In the material, take the lines from the one with "In the image provided above, locate white cloud." through the one with "[143,65,183,84]", and write them out again with "white cloud" replaced by "gray cloud" and nothing else changed.

--- Source data ---

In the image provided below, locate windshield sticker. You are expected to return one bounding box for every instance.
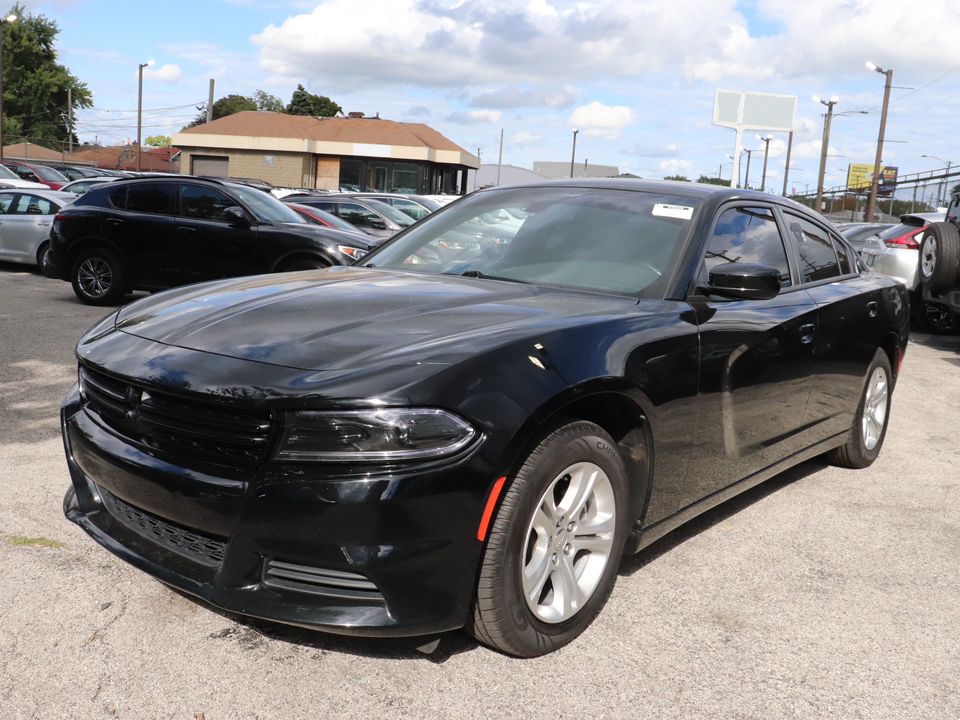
[653,203,693,220]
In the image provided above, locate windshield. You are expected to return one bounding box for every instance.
[363,187,700,297]
[31,165,67,183]
[230,185,306,225]
[367,200,415,227]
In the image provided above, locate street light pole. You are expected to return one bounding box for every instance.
[813,95,840,212]
[920,155,953,207]
[0,13,17,160]
[570,128,580,180]
[757,135,773,192]
[863,61,893,222]
[137,60,153,172]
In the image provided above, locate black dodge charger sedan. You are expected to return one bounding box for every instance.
[62,180,909,656]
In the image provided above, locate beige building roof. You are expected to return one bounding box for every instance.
[173,111,480,168]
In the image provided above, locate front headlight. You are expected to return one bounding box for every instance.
[274,408,476,462]
[337,245,367,260]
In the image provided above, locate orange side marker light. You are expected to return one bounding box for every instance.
[477,477,507,542]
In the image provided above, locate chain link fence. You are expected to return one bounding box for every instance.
[791,167,960,223]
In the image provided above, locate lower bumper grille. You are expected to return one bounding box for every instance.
[263,560,384,603]
[100,488,227,567]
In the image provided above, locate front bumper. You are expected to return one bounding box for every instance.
[61,386,491,636]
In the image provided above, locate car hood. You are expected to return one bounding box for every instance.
[116,267,639,371]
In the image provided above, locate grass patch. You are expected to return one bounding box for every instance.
[6,535,67,548]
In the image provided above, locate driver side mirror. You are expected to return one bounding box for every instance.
[223,205,250,227]
[703,263,780,300]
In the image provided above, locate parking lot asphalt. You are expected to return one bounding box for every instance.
[0,264,960,720]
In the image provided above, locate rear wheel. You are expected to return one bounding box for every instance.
[70,248,126,305]
[468,422,628,657]
[918,222,960,292]
[827,350,893,469]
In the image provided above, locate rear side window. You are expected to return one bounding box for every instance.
[701,207,790,287]
[784,213,850,282]
[180,185,237,222]
[126,183,173,215]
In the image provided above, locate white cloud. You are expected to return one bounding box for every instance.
[510,132,543,147]
[570,102,637,140]
[447,110,503,125]
[143,65,183,84]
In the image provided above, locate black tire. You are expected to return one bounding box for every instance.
[283,258,330,272]
[467,421,629,657]
[913,291,960,335]
[827,349,893,469]
[70,248,127,305]
[917,222,960,292]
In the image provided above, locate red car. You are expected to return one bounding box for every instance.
[3,162,70,190]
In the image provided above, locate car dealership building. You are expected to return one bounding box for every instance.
[173,111,480,194]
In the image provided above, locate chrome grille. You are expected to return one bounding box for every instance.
[100,488,227,567]
[80,367,271,470]
[263,559,383,602]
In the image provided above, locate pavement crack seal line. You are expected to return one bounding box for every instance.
[83,600,127,647]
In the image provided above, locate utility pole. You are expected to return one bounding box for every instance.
[863,62,893,222]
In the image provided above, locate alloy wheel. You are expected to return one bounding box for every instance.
[861,367,890,450]
[521,462,617,623]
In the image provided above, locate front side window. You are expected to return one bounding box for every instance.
[13,195,57,215]
[784,213,849,282]
[180,185,236,222]
[700,207,790,287]
[363,187,700,298]
[126,183,174,215]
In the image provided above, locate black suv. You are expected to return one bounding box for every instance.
[46,176,377,305]
[917,194,960,334]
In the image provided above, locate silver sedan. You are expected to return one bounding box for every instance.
[0,189,77,269]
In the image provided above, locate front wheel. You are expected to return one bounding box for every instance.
[827,349,893,469]
[468,421,629,657]
[70,248,126,305]
[917,222,960,292]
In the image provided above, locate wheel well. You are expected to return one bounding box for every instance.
[541,392,653,520]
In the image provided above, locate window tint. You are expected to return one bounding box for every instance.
[127,183,173,215]
[12,195,57,215]
[337,203,384,227]
[833,238,856,275]
[180,185,236,222]
[702,207,790,287]
[107,187,127,210]
[784,213,849,282]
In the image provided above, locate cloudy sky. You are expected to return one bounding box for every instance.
[18,0,960,192]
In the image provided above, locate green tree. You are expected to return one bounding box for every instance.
[697,175,730,187]
[3,3,93,150]
[143,135,170,147]
[287,85,343,117]
[184,95,257,130]
[250,90,287,113]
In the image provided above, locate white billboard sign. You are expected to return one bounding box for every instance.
[713,90,797,191]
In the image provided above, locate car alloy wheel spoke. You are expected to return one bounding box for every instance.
[863,368,889,450]
[521,462,616,623]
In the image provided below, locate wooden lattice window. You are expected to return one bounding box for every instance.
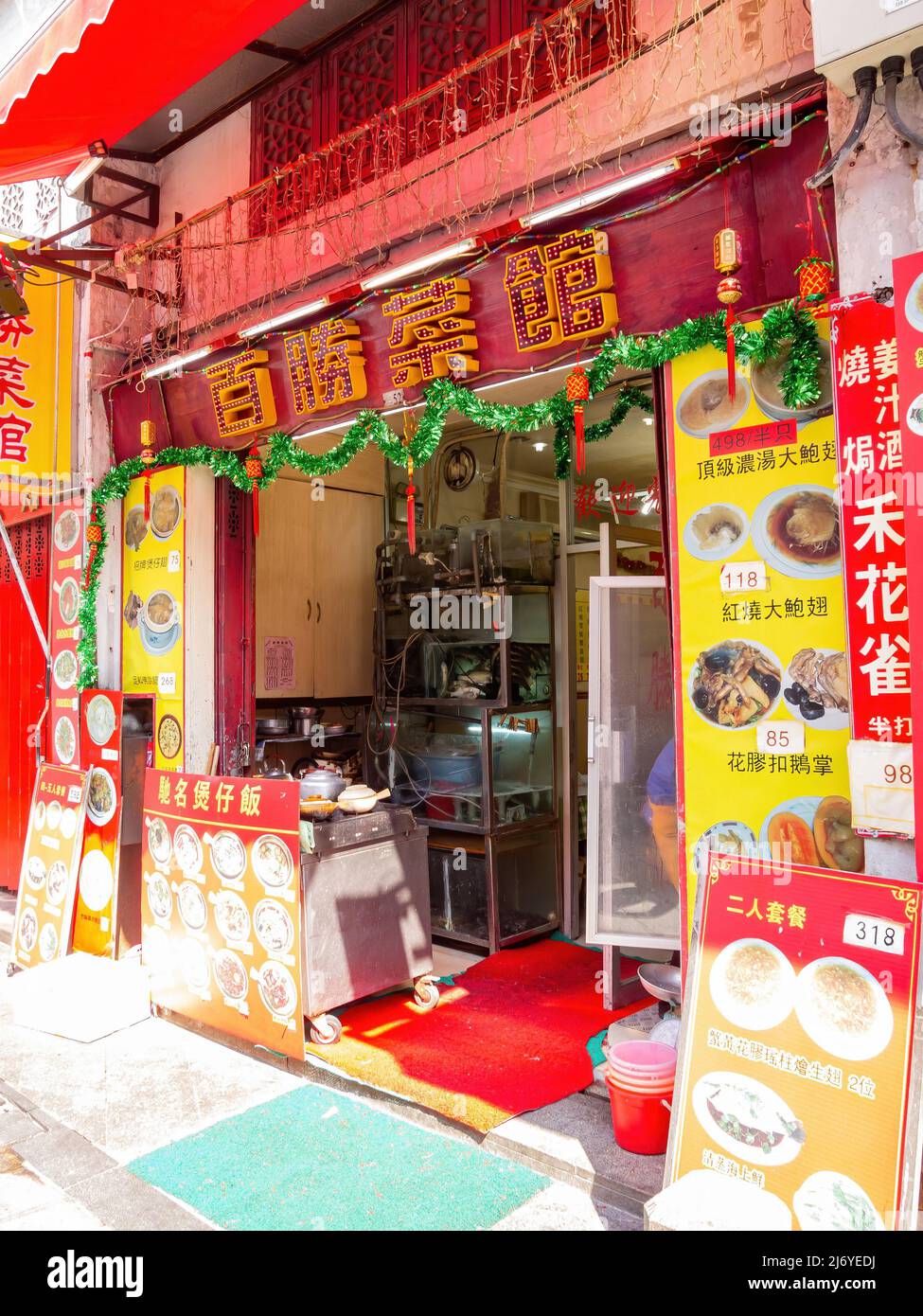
[252,0,633,189]
[0,183,25,233]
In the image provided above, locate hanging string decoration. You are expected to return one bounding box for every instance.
[563,364,590,475]
[78,301,821,689]
[715,224,744,401]
[243,443,263,534]
[141,419,157,525]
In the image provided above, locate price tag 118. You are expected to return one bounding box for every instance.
[755,722,805,754]
[721,562,769,594]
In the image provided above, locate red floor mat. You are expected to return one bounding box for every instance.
[310,941,650,1133]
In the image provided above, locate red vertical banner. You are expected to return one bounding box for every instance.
[894,261,923,847]
[74,689,122,955]
[829,296,913,742]
[46,497,83,767]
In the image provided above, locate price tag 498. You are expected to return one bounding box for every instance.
[755,722,805,754]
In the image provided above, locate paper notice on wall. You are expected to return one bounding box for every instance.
[263,635,295,689]
[846,741,914,836]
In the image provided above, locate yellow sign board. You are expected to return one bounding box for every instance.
[122,467,186,772]
[0,254,74,507]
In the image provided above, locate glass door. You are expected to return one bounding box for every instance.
[586,577,680,951]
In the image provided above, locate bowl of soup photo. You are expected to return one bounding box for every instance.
[677,370,751,438]
[142,590,178,635]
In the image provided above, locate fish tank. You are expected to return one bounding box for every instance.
[458,517,555,588]
[370,706,557,831]
[377,587,555,708]
[427,824,559,951]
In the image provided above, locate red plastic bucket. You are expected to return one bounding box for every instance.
[609,1039,677,1077]
[606,1074,673,1155]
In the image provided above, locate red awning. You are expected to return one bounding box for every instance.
[0,0,303,183]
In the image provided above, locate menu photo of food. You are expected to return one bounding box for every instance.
[751,485,840,579]
[760,795,865,873]
[12,762,87,969]
[687,640,782,730]
[144,770,304,1058]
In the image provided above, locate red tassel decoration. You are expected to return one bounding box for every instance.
[141,419,157,525]
[83,507,102,591]
[407,456,417,554]
[565,365,590,475]
[243,443,263,534]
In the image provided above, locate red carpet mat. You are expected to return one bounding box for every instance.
[308,941,650,1133]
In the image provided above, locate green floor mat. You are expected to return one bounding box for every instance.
[128,1087,550,1231]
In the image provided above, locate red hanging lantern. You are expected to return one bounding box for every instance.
[715,226,744,401]
[407,456,417,554]
[83,504,102,591]
[795,251,833,305]
[563,365,590,475]
[243,443,263,534]
[141,419,157,525]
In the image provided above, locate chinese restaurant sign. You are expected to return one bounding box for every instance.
[0,258,74,493]
[74,689,122,955]
[13,763,87,969]
[669,854,920,1232]
[894,251,923,847]
[665,329,863,947]
[105,229,619,456]
[831,297,911,741]
[47,497,84,767]
[122,466,186,772]
[142,769,304,1059]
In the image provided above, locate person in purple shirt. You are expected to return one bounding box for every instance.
[644,737,680,890]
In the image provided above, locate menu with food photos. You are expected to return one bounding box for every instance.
[13,763,87,969]
[141,769,304,1059]
[121,466,187,772]
[665,323,865,934]
[46,497,84,767]
[74,689,122,955]
[669,854,920,1232]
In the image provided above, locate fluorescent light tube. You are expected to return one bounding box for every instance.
[141,347,215,379]
[360,239,481,293]
[63,155,105,196]
[240,297,329,338]
[519,158,680,229]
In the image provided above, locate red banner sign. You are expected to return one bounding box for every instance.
[831,296,913,741]
[894,251,923,842]
[142,770,304,1059]
[670,854,920,1232]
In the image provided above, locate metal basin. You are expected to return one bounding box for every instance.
[637,965,682,1005]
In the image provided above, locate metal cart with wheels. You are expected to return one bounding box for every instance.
[302,806,438,1045]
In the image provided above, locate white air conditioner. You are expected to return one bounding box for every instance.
[811,0,923,96]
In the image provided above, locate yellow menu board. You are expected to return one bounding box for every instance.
[122,467,186,772]
[666,328,863,935]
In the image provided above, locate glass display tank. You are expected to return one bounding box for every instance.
[370,706,557,831]
[377,587,555,708]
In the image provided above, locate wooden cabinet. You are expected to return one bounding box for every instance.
[256,479,383,700]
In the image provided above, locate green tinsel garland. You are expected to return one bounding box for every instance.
[78,301,821,689]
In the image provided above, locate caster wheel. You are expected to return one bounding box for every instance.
[414,983,438,1011]
[311,1015,343,1046]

---

> _Exercise result_
In the image provided above, locate gray cloud. You are expected to return one bounding box for every instance.
[510,132,543,147]
[570,102,637,140]
[447,110,503,125]
[143,65,183,84]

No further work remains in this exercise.